**EXTRAIT ÉTUDIÉ:**
○ ○ ○
L’émergence de groupes d’autodéfense

 

                  Fin 1945, une poignée de Manchois décide de se substituer aux forces de l’ordre. Sont-ils persuadés que ni la Military Police américaine ni la Police ou la Gendarmerie française ne peuvent assurer leur protection ? Quoi qu’il en soit, cette initiative ne correspond en rien à une réaction populaire de masse ; elle traduit plutôt l’exaspération de quelques villageois ou citadins confrontés à une situation d’insécurité au quotidien. Ceci étant, on ne dispose que peu d’informations au sujet des deux groupes d’autodéfense dont la constitution est attestée dans la Manche. L’exemple de la commune de Couville, petite commune située à une dizaine de kilomètres au sud de Cherbourg, illustre bien cette irritation de la population civile. Un manifeste y proclame haut et fort les intentions d’une dizaine de personnes : « Halte ! Depuis quelques jours, la paisible commune de Couville est devenue un repaire de bandits. Chaque soir, des groupes de quatre à cinq soldats de couleur attaquent à main armée sur la voie publique en toute impunité. Sous la brutale menace du revolver sur la poitrine ou du poignard sous la gorge, vous êtes dépouillé de votre portefeuille et vous repartez heureux d’en être quitte à si bon compte… » La suite de ce placard est tout aussi vindicative et se termine par : « La jeunesse normande qui a tant résisté à l’Allemand reprend ses fusils cachés et saura abattre sans pitié ces bandits »1. Á notre connaissance, la jeunesse en question n’a abattu aucun de ces « bandits » américains, qu’on associe une fois de plus avec l’Occupant d’hier.
○ ○ ○
**Données d'étiquetage de lieux:**
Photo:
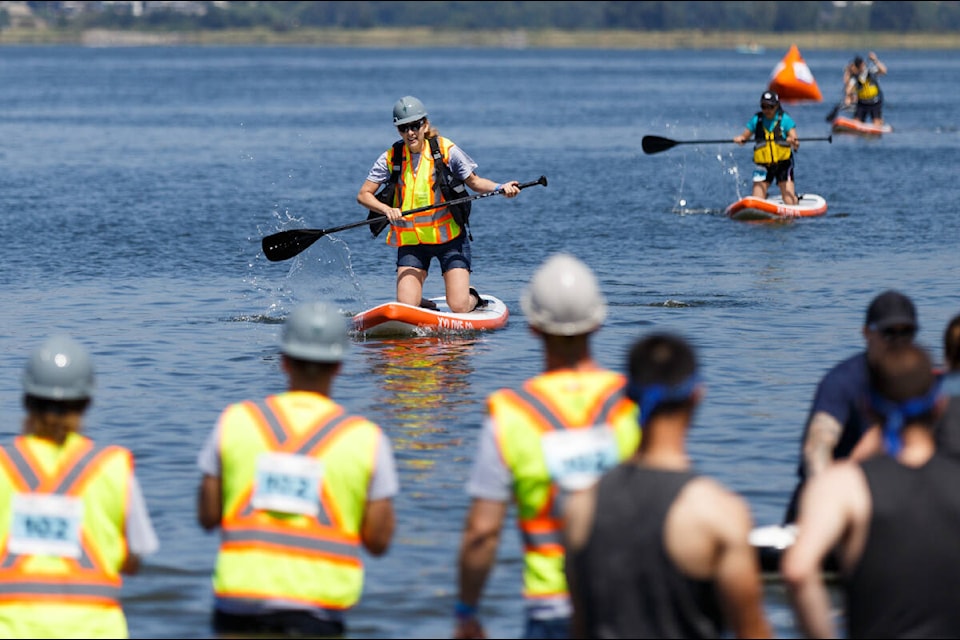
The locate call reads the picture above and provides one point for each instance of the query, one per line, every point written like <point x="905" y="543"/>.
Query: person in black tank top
<point x="655" y="550"/>
<point x="891" y="518"/>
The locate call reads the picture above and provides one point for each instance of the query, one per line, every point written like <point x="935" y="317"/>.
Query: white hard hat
<point x="317" y="332"/>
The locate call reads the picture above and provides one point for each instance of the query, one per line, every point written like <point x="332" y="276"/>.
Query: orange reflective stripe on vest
<point x="86" y="579"/>
<point x="318" y="537"/>
<point x="419" y="187"/>
<point x="305" y="552"/>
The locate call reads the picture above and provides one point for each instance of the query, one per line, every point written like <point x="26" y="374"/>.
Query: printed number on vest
<point x="287" y="483"/>
<point x="576" y="458"/>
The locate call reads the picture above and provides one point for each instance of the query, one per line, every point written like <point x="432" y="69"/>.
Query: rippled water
<point x="136" y="185"/>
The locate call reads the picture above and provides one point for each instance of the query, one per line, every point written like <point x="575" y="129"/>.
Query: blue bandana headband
<point x="649" y="396"/>
<point x="896" y="414"/>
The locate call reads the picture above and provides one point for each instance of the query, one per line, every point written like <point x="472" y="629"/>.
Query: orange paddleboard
<point x="792" y="79"/>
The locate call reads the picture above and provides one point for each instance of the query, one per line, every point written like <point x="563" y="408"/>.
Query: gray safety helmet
<point x="315" y="331"/>
<point x="564" y="298"/>
<point x="59" y="369"/>
<point x="408" y="109"/>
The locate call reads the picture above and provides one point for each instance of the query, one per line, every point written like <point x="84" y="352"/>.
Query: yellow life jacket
<point x="868" y="89"/>
<point x="561" y="428"/>
<point x="295" y="472"/>
<point x="767" y="144"/>
<point x="64" y="541"/>
<point x="419" y="187"/>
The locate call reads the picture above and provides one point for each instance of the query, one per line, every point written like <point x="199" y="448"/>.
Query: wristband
<point x="464" y="611"/>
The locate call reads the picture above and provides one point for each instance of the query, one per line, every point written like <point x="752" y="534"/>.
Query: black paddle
<point x="656" y="144"/>
<point x="287" y="244"/>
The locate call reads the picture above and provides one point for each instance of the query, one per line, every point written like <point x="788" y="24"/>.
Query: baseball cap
<point x="890" y="309"/>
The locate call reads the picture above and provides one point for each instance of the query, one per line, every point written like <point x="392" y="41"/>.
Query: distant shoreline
<point x="499" y="39"/>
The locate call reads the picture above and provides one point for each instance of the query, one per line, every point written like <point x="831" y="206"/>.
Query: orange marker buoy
<point x="792" y="80"/>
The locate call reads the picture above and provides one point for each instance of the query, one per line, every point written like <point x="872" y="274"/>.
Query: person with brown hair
<point x="543" y="440"/>
<point x="838" y="417"/>
<point x="75" y="518"/>
<point x="655" y="549"/>
<point x="890" y="520"/>
<point x="298" y="487"/>
<point x="947" y="429"/>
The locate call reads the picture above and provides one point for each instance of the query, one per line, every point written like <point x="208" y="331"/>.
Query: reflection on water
<point x="424" y="381"/>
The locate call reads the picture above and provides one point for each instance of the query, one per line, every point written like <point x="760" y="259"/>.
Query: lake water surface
<point x="136" y="185"/>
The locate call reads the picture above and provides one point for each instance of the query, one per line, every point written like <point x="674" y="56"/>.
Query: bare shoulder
<point x="578" y="517"/>
<point x="706" y="522"/>
<point x="714" y="504"/>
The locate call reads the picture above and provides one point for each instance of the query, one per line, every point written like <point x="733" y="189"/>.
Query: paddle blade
<point x="287" y="244"/>
<point x="656" y="144"/>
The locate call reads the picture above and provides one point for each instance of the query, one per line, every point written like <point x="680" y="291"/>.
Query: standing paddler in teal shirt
<point x="775" y="139"/>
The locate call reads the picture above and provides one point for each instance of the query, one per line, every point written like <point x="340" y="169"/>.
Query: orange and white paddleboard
<point x="849" y="125"/>
<point x="396" y="318"/>
<point x="792" y="79"/>
<point x="752" y="209"/>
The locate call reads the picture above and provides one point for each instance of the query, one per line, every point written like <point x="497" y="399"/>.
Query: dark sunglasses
<point x="898" y="333"/>
<point x="403" y="128"/>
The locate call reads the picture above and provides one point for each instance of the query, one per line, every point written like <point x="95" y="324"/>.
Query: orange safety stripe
<point x="324" y="536"/>
<point x="88" y="580"/>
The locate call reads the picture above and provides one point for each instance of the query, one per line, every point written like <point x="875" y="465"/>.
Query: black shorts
<point x="868" y="112"/>
<point x="779" y="171"/>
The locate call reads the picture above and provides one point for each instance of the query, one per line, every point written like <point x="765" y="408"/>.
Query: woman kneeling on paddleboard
<point x="775" y="139"/>
<point x="424" y="169"/>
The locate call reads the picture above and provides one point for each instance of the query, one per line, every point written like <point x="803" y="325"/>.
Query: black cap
<point x="891" y="309"/>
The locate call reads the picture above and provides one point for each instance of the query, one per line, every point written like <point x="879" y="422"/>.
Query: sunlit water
<point x="136" y="185"/>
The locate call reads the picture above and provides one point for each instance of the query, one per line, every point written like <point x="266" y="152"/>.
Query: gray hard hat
<point x="315" y="331"/>
<point x="408" y="109"/>
<point x="59" y="369"/>
<point x="564" y="298"/>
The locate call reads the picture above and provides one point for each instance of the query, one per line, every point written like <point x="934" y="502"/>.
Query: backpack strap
<point x="461" y="213"/>
<point x="387" y="190"/>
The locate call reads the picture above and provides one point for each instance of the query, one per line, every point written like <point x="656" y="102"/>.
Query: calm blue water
<point x="136" y="184"/>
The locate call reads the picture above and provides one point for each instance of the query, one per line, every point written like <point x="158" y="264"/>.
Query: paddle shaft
<point x="656" y="144"/>
<point x="287" y="244"/>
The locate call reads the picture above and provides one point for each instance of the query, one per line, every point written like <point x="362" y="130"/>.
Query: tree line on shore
<point x="676" y="15"/>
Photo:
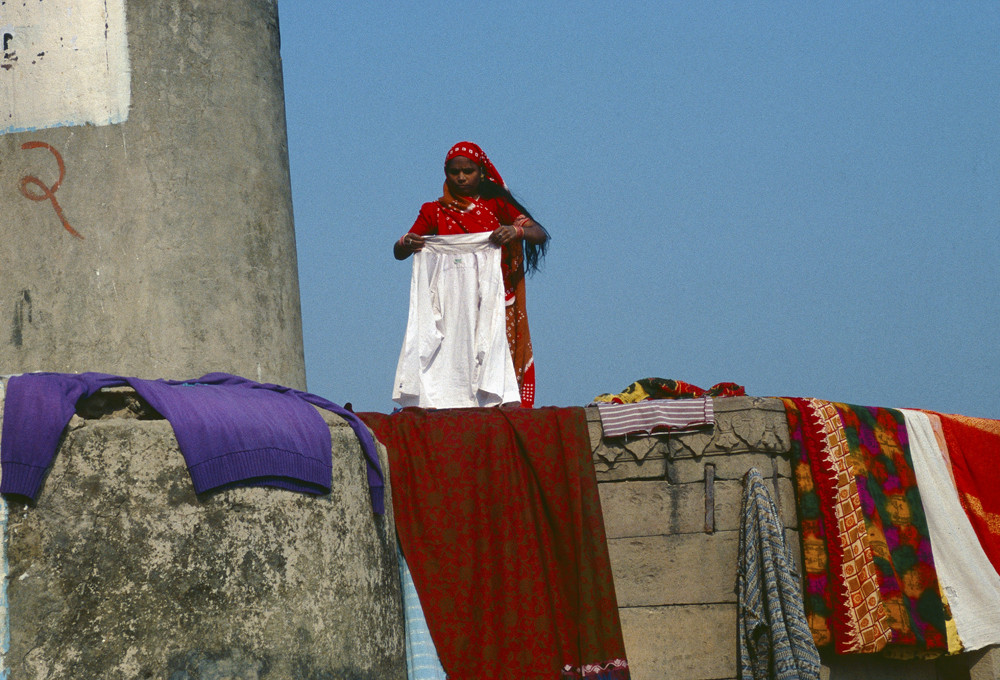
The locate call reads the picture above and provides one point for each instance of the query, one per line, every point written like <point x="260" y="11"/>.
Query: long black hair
<point x="534" y="254"/>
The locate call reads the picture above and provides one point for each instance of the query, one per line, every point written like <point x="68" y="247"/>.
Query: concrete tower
<point x="145" y="208"/>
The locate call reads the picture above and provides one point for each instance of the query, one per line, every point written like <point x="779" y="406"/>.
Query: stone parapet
<point x="671" y="505"/>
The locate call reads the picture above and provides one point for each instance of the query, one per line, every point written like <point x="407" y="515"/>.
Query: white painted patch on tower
<point x="63" y="63"/>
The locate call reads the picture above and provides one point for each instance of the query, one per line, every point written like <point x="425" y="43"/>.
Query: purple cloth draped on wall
<point x="230" y="430"/>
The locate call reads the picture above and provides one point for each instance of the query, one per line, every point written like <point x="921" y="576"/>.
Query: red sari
<point x="457" y="215"/>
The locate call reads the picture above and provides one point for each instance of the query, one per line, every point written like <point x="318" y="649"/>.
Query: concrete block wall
<point x="671" y="508"/>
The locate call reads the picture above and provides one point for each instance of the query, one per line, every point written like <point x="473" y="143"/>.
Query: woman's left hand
<point x="506" y="233"/>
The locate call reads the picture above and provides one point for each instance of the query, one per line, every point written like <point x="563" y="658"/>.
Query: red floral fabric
<point x="974" y="448"/>
<point x="499" y="518"/>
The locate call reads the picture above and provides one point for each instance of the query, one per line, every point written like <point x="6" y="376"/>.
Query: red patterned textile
<point x="499" y="518"/>
<point x="660" y="388"/>
<point x="974" y="449"/>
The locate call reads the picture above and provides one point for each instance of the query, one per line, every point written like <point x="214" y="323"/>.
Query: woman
<point x="477" y="200"/>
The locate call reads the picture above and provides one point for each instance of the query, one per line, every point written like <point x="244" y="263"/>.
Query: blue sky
<point x="803" y="198"/>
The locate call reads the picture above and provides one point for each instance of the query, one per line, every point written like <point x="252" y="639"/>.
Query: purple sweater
<point x="230" y="430"/>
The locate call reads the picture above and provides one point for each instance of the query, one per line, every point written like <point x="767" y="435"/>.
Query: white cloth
<point x="455" y="353"/>
<point x="967" y="577"/>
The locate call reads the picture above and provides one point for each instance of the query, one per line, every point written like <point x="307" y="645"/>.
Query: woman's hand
<point x="507" y="233"/>
<point x="406" y="245"/>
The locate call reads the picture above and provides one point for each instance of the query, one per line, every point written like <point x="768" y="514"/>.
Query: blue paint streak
<point x="66" y="123"/>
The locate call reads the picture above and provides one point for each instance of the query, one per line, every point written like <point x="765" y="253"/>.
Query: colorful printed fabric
<point x="660" y="388"/>
<point x="498" y="515"/>
<point x="655" y="415"/>
<point x="842" y="601"/>
<point x="897" y="526"/>
<point x="774" y="638"/>
<point x="974" y="449"/>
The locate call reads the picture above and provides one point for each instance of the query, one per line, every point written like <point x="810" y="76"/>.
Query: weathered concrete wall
<point x="119" y="571"/>
<point x="185" y="260"/>
<point x="671" y="511"/>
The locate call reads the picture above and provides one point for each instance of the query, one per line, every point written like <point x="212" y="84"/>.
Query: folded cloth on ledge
<point x="500" y="521"/>
<point x="660" y="388"/>
<point x="230" y="430"/>
<point x="871" y="583"/>
<point x="655" y="415"/>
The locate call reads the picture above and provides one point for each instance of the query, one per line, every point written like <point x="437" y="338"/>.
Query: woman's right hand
<point x="409" y="243"/>
<point x="413" y="242"/>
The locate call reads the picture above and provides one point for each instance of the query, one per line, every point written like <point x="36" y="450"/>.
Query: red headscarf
<point x="477" y="156"/>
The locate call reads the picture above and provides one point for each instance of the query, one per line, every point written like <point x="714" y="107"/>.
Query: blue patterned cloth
<point x="422" y="662"/>
<point x="774" y="638"/>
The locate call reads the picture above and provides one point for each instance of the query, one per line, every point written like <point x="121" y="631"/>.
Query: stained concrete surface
<point x="120" y="571"/>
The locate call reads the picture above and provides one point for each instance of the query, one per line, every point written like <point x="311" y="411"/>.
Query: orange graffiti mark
<point x="48" y="193"/>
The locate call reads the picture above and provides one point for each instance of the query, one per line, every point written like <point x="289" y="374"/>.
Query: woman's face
<point x="463" y="176"/>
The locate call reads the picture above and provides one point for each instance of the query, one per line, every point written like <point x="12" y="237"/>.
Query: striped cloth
<point x="774" y="639"/>
<point x="655" y="415"/>
<point x="422" y="662"/>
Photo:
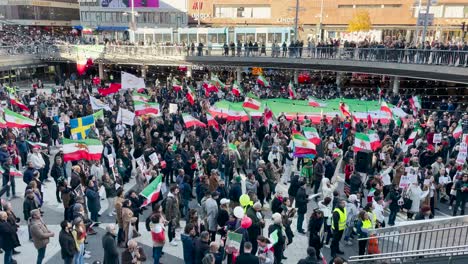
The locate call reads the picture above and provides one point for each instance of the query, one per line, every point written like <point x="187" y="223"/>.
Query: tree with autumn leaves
<point x="360" y="22"/>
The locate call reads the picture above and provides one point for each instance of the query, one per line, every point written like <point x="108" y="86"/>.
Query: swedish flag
○ ○ ○
**CONSIGNES À SUIVRE:**
A – D'après l'extrait sur les groupes d'autodéfense, où la commune de Couville est-elle située ?
B – Traduisez en anglais la phrase suivante, tirée de l'extrait sur les groupes d'autodéfense : « Fin 1945, une poignée de Manchois décide de se substituer aux forces de l’ordre. »

**RÉPONSES PAR CONSIGNE:**
A – À une dizaine de kilomètres au sud de Cherbourg.

B – At the end of 1945, a handful of people from the Manche decided to take the place of law enforcement.